- EXTRACT PROVIDED
= Beginning of Section =

Fantasy comics have been around as long as comics. The classification "fantasy comics" broadly encompasses illustrated books set in an other-worldly universe or involving elements or actors outside our reality. Fantasy has been a mainstay of fiction for centuries, but burgeoned in the late 1930s and early 1940s, spurred by authors such as C. S. Lewis and J. R. R. Tolkien. They inspired comic book producers. Fantasy-themed books—driven by superhero comics gaining popularity through the 1960s—grew to dominate the field. In the 1990s, authors such as Neil Gaiman helped expand the genre with his critically acclaimed Sandman series.

==History==
In the American market, fantasy comics began in the Golden Age of Comic Books, which was populated with notable works such as All-American Publications (and later DC Comics). Greek myth inspired super heroes including Wonder Woman and Dell's Tarzan.

Starting in the late 1940s, horror-themed fantasy anthologies gained prominence, including EC Comics' Tales from the Crypt, Haunt of Fear, and Vault of Horror; and titles such as American Comics Group Adventures into the Unknown and Forbidden Worlds. This trend faded with the publication of Dr. Fredric Wertham's book Seduction of the Innocent, which led to a Senate hearing that claimed a purported relationship between comics and juvenile violence. Fantasy comics survived in this new atmosphere, though in a diminished capacity.

= End of Section =

Region pointing data
= Beginning of Section =

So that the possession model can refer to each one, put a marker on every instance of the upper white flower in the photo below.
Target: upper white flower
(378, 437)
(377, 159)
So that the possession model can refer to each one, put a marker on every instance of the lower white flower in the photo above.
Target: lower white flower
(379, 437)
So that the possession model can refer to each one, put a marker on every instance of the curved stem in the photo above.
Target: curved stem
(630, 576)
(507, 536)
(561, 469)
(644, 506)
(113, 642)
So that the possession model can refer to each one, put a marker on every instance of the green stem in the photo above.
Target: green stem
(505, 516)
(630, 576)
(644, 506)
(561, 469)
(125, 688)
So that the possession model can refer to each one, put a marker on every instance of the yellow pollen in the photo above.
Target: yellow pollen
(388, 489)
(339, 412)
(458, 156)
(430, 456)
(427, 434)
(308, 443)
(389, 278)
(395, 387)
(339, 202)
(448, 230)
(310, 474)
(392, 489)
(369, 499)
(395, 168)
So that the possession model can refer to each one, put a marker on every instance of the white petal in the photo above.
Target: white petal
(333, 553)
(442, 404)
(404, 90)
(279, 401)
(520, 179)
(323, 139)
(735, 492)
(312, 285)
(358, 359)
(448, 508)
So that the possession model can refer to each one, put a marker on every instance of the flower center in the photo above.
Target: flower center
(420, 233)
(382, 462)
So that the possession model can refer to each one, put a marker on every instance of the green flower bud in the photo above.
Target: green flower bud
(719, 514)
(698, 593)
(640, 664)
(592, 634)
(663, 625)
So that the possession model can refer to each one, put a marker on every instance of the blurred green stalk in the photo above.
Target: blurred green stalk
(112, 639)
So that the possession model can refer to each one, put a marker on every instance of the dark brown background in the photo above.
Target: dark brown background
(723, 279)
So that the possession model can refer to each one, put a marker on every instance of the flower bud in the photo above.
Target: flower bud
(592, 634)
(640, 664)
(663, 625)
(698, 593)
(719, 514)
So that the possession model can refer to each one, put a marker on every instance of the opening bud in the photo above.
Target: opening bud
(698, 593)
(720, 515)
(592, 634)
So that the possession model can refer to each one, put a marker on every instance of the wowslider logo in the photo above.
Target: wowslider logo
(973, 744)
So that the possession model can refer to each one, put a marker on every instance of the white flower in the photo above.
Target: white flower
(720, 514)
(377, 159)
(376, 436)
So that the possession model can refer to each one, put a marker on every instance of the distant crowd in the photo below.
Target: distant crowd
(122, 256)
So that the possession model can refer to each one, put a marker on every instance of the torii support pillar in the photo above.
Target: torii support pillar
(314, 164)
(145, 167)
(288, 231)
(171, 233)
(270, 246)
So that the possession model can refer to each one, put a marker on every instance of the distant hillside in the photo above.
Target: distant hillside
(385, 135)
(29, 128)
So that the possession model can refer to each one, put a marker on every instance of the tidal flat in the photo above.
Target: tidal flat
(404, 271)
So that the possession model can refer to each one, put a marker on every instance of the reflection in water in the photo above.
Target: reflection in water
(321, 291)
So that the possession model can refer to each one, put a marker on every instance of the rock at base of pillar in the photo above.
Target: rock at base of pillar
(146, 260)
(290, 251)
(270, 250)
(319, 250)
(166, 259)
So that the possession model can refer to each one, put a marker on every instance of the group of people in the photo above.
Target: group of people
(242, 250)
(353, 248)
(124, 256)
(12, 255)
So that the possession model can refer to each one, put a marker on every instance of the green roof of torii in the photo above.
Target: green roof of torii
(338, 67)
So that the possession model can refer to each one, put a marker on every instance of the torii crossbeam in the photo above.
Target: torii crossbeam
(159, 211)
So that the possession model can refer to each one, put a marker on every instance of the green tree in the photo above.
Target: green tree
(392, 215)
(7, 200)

= End of Section =

- BRIEF A
Transcribe the passage on fantasy comics from "Fantasy comics have" to "acclaimed Sandman series.".
- BRIEF B
Go on with the passage on fantasy comics, picking up after its final sentence.

- EXERCISE OUTPUT A
Fantasy comics have been around as long as comics. The classification "fantasy comics" broadly encompasses illustrated books set in an other-worldly universe or involving elements or actors outside our reality. Fantasy has been a mainstay of fiction for centuries, but burgeoned in the late 1930s and early 1940s, spurred by authors such as C. S. Lewis and J. R. R. Tolkien. They inspired comic book producers. Fantasy-themed books—driven by superhero comics gaining popularity through the 1960s—grew to dominate the field. In the 1990s, authors such as Neil Gaiman helped expand the genre with his critically acclaimed Sandman series.

- EXERCISE OUTPUT B
Fantasy-themed super heroes continued to populate comics through the 1950s and regained popularity in the 1960s with such characters as Steve Ditko's Doctor Strange published by Marvel Comics and Jack Kirby's Thor.

In the 1970s, Conan the Barbarian, created by Robert E. Howard, became one of the most popular publications of Marvel Comics.

In the 1990s, The Sandman, created by Neil Gaiman, Sam Kieth and Mike Dringenberg took comics on a more literary path.

==Notable creators==
- Al Feldstein
- Frank Frazetta
- Otto Binder
- Gardner Fox
- Steve Ditko
- Jack Kirby
- Moebius
- Joe Orlando
- Osamu Tezuka
- Bernie Wrightson
- Hal Foster
- Jim Starlin
- Neil Gaiman
- Al Williamson
- Wallace Wood

==Adaptations==
Several fantasy manga have been adapted into anime television series, including Hakkenden: Eight Dogs of the East (2013), Akame ga Kill! (2014), The Seven Deadly Sins (2014), and Trinity Seven (2014).

On 5 August 2022, The Sandman was released on Netflix. It stars Tom Sturridge as Dream/Morpheus, the titular Sandman. Ten episodes were initially released. An eleventh bonus episode was subsequently released on Netflix on 19 August 2022.